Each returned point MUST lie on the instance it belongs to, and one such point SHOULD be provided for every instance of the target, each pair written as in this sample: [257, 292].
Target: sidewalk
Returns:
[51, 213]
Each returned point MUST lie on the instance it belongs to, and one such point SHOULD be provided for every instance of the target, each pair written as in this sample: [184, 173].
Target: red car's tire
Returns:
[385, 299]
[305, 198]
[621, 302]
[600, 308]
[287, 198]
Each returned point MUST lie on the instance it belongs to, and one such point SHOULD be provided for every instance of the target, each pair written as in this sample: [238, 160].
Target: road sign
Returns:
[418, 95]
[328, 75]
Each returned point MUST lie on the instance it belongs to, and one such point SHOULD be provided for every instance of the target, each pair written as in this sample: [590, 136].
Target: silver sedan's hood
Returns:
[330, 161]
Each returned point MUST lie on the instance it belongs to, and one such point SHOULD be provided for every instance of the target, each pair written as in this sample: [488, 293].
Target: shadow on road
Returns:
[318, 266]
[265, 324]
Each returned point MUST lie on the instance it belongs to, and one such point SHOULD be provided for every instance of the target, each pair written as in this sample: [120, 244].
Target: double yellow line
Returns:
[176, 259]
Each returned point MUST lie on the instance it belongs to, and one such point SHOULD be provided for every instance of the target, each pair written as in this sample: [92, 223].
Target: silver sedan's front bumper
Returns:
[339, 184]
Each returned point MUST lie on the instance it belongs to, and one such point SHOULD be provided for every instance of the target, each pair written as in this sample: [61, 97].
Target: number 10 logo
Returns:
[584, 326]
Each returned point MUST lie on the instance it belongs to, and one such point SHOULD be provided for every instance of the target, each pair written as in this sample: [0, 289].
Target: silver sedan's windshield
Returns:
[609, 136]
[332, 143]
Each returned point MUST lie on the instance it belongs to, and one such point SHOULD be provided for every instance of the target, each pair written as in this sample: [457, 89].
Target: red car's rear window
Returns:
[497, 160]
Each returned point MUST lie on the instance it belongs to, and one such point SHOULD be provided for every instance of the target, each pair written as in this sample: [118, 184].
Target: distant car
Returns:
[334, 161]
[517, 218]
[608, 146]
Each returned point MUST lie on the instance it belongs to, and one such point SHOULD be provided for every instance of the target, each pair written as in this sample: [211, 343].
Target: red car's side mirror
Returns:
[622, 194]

----------

#### What this task involves
Rewrite all the items above, changing every "silver sedan" to "gray sedan" and leaving everything else as it is.

#### Task result
Each returned point MUST lie on the instance it belongs to, and one such point SHOULD be provided for every instance of the target, each pair written as in this sample: [257, 292].
Target: sidewalk
Returns:
[51, 213]
Each returned point MUST lie on the instance it belongs to, and one such point SHOULD be provided for every instance of the target, each pair written as in this sample: [184, 173].
Target: red car's tire
Returns:
[385, 299]
[305, 198]
[621, 302]
[600, 308]
[287, 198]
Each returned point MUST lie on the instance it belongs to, and one such point SHOULD be provided for every instance of the target, each pair written as in this sample: [238, 160].
Target: road sign
Returns:
[418, 95]
[328, 75]
Each returned point MUST lie on the instance it belongs to, and one such point SHOULD be provided for every instance of the target, each pair written as in this sample: [590, 136].
Target: gray sedan's hood
Returns:
[330, 161]
Each returned point MUST lie on the instance it belongs to, and one such point SHOULD be provided for every instance of the target, each pair written as in this sample: [488, 293].
Target: shadow on road
Returns:
[318, 266]
[265, 324]
Each returned point MUST lie on the instance it belongs to, and one such point SHOULD be provided for every instance of the target, each pair written as in this sample: [120, 244].
Target: double yellow line
Returns:
[176, 259]
Each returned point MUST lie on the instance it belongs to, and one such point SHOULD be provided for every instance of the target, each pair written as in this sample: [92, 223].
Target: gray sedan's front bumper
Returns:
[339, 184]
Each returned point MUST lie on the instance it belongs to, and one such point SHOULD be provided for every instance of the target, each pair written as in this sample: [61, 97].
Target: number 10 logo
Returns:
[584, 326]
Each returned point MUST lie on the instance it belongs to, and one such point SHOULD be provided for every instance of the target, each pair written as in this sample: [0, 289].
Target: gray sedan's windshield
Returns:
[609, 136]
[332, 143]
Each returned point MUST lie on the instance it belongs to, and one such point SHOULD be provided for every instance of the target, each pair written as in this sample: [457, 89].
Target: red car's rear window
Returns:
[497, 160]
Each returned point MUST lie on the instance it belongs to, and one such point SHOULD be provided for every instance of the target, each pair written as in this sample: [118, 184].
Target: distant car
Returns:
[334, 161]
[517, 218]
[608, 146]
Each returned point MUST lie on the instance it belongs to, and one such point SHOULD be provided for every instance of the target, each pair written as in this sample: [211, 343].
Target: red car's side mirror
Returns:
[622, 194]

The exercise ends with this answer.